Start of Material shown

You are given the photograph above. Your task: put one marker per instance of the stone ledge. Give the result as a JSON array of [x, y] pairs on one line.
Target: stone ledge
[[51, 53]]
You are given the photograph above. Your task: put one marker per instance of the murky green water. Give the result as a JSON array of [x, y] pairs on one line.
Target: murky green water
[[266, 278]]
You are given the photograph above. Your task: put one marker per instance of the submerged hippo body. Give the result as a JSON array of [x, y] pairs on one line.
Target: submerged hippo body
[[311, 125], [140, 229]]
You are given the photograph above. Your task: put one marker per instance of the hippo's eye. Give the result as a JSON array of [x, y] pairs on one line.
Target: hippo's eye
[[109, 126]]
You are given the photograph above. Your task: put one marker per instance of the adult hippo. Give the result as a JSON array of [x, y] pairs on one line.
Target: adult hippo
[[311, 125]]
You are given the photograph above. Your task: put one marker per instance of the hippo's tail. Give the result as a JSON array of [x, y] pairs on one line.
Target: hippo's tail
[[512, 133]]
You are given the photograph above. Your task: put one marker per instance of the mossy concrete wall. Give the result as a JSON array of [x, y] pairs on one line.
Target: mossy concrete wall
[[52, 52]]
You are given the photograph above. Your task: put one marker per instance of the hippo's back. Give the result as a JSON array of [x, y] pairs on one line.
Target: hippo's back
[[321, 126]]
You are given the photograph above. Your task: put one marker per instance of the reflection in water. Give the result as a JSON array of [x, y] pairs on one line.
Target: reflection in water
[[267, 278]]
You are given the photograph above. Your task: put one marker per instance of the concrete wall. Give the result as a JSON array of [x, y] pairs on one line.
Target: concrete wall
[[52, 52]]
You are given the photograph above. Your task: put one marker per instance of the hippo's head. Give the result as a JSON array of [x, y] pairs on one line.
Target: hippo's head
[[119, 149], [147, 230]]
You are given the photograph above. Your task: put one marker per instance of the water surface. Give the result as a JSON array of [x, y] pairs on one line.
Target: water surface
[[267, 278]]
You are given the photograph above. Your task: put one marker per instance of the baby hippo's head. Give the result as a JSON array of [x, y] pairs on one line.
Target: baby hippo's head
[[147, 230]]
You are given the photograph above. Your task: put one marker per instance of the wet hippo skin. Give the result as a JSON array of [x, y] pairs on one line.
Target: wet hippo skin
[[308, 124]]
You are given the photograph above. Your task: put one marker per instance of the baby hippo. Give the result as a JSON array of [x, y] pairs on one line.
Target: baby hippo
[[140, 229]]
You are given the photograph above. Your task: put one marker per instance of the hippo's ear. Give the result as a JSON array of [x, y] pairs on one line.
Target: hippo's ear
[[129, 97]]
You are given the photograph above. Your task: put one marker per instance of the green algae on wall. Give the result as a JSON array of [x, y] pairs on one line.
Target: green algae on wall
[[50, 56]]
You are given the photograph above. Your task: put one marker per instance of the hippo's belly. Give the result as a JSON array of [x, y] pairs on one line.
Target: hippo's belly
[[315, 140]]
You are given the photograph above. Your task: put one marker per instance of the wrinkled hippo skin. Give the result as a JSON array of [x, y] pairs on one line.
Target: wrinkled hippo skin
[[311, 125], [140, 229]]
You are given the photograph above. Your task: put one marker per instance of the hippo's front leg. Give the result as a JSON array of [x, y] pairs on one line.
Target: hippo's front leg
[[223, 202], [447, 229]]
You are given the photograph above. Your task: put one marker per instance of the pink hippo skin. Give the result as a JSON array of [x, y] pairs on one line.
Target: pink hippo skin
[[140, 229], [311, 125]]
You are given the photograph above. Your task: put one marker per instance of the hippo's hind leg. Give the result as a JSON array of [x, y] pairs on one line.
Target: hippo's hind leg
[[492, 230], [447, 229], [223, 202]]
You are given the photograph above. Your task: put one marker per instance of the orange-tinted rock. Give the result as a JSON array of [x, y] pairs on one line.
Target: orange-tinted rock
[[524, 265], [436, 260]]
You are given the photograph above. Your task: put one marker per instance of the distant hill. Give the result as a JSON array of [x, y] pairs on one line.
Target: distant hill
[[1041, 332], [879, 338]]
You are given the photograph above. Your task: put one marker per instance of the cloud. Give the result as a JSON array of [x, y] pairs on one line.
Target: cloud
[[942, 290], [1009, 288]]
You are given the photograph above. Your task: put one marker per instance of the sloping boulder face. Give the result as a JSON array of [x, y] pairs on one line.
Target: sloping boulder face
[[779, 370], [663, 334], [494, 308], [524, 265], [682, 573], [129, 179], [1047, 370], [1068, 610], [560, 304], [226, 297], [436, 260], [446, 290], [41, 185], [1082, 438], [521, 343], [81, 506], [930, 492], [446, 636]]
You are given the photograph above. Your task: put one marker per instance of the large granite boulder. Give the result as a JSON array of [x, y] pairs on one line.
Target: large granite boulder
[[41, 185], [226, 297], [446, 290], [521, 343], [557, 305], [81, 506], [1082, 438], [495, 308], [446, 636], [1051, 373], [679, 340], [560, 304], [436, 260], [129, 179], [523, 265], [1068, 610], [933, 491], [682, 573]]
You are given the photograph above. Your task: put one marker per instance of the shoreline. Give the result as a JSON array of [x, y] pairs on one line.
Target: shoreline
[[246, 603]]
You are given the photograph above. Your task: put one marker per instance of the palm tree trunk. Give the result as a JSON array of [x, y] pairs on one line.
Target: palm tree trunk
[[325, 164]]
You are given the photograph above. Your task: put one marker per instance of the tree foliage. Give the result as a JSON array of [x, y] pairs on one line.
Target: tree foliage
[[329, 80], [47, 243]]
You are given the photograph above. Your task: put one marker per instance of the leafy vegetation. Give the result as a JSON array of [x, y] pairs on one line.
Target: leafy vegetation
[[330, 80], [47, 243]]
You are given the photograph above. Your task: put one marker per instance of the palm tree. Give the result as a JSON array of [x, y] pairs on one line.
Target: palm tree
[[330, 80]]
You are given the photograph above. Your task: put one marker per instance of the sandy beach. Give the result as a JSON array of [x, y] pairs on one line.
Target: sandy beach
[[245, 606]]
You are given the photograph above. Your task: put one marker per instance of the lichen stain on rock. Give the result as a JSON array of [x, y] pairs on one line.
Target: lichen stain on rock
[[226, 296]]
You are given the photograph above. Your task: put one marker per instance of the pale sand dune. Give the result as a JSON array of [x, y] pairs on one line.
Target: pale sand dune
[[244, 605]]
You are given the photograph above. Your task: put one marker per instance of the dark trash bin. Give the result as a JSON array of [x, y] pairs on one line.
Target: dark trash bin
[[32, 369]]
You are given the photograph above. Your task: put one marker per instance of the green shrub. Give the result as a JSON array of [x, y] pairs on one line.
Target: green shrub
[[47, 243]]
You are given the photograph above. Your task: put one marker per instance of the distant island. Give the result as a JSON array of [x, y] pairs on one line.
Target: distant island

End of Material shown

**Problem description**
Check each line above for the word "island", and copy the lines where it appears.

**Output for this exercise**
You are given the photograph above. Your task: put one marker per instance of the distant island. Give the result as a JSON array of [x, y] pairs on one line.
Target: distant island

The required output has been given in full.